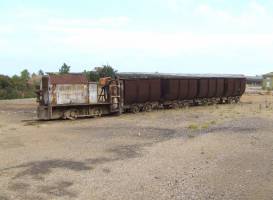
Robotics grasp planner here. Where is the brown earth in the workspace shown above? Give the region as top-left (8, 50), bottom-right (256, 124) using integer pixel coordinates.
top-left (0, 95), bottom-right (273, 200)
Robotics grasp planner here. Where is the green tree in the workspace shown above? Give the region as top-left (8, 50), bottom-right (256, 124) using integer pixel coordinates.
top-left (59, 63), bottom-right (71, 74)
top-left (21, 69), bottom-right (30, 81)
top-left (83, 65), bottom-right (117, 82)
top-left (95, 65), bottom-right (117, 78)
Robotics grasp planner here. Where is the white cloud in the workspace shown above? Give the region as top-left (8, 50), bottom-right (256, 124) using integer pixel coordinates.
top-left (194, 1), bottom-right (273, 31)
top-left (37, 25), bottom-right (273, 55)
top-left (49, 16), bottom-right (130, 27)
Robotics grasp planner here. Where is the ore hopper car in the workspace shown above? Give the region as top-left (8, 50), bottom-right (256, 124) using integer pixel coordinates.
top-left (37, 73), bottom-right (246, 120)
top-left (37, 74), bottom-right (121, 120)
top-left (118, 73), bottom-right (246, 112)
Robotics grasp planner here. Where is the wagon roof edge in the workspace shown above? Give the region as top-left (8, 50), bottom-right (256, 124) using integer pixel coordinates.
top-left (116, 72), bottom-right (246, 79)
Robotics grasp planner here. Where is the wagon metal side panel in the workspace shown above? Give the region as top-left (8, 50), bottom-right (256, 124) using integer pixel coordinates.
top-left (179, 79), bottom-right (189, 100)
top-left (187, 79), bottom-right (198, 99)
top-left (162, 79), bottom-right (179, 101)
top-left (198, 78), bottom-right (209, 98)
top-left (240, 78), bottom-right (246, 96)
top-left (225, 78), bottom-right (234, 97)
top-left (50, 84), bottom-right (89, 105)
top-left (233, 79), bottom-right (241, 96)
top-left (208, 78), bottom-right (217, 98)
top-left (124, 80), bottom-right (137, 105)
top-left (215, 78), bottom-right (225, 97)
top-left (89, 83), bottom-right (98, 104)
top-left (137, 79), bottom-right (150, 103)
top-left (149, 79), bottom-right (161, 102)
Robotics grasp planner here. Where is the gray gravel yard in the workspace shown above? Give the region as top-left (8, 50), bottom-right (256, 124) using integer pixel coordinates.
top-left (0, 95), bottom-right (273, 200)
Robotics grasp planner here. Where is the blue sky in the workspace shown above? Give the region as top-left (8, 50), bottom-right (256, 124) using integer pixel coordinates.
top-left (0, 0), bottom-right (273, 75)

^^^^

▶ Exercise instructions
Write out all the rows above word for word, leaving out the pictures.

▶ The output
Robotics grasp planner here. Where is the brown earth in the workspace shown above? Give the region as top-left (8, 50), bottom-right (256, 124) using integer pixel coordinates.
top-left (0, 95), bottom-right (273, 200)
Robotics grasp planner here. Where is the green tree in the workspace shown above? Give the region as top-left (8, 50), bottom-right (256, 124) using integer pixel coordinates.
top-left (59, 63), bottom-right (71, 74)
top-left (21, 69), bottom-right (30, 81)
top-left (83, 65), bottom-right (117, 82)
top-left (95, 65), bottom-right (117, 78)
Robotics grasp planner here. Where is the white cloud in the workspace shown above? Give the region as top-left (8, 50), bottom-right (256, 124) using integer pixel coordinates.
top-left (194, 1), bottom-right (273, 31)
top-left (37, 25), bottom-right (273, 55)
top-left (49, 16), bottom-right (130, 27)
Robotics grasp planner here. Where is the ore hopper car in the workspace shown above? Give the region as top-left (8, 50), bottom-right (256, 124) using integer pixel coordinates.
top-left (37, 73), bottom-right (246, 120)
top-left (37, 74), bottom-right (121, 120)
top-left (118, 73), bottom-right (246, 112)
Robotics grasp planner here. Where is the wagon roof edge in the workspace shown above? Give the region as top-left (8, 50), bottom-right (256, 124) using integer pixel coordinates.
top-left (116, 72), bottom-right (246, 79)
Robotics grasp planner here. Where is the wagon metal side panel in the workspace shown above? Give the region as top-left (8, 50), bottom-right (256, 124) using integer pixel coordinates.
top-left (179, 79), bottom-right (189, 100)
top-left (187, 79), bottom-right (198, 99)
top-left (162, 79), bottom-right (179, 101)
top-left (198, 78), bottom-right (209, 98)
top-left (240, 78), bottom-right (246, 96)
top-left (225, 78), bottom-right (234, 97)
top-left (50, 84), bottom-right (89, 105)
top-left (233, 79), bottom-right (241, 96)
top-left (208, 78), bottom-right (217, 98)
top-left (124, 80), bottom-right (137, 105)
top-left (215, 78), bottom-right (225, 97)
top-left (89, 83), bottom-right (98, 104)
top-left (137, 79), bottom-right (150, 103)
top-left (149, 79), bottom-right (161, 102)
Robotics grasp planner here. Where is the gray gravel yard in the workspace shown above? Give the region as top-left (8, 50), bottom-right (256, 124) using integer pixel coordinates.
top-left (0, 95), bottom-right (273, 200)
Robotics grasp planner here. Where is the blue sky in the workspace shown above? Give the region as top-left (8, 50), bottom-right (256, 124) using integer pixel coordinates.
top-left (0, 0), bottom-right (273, 75)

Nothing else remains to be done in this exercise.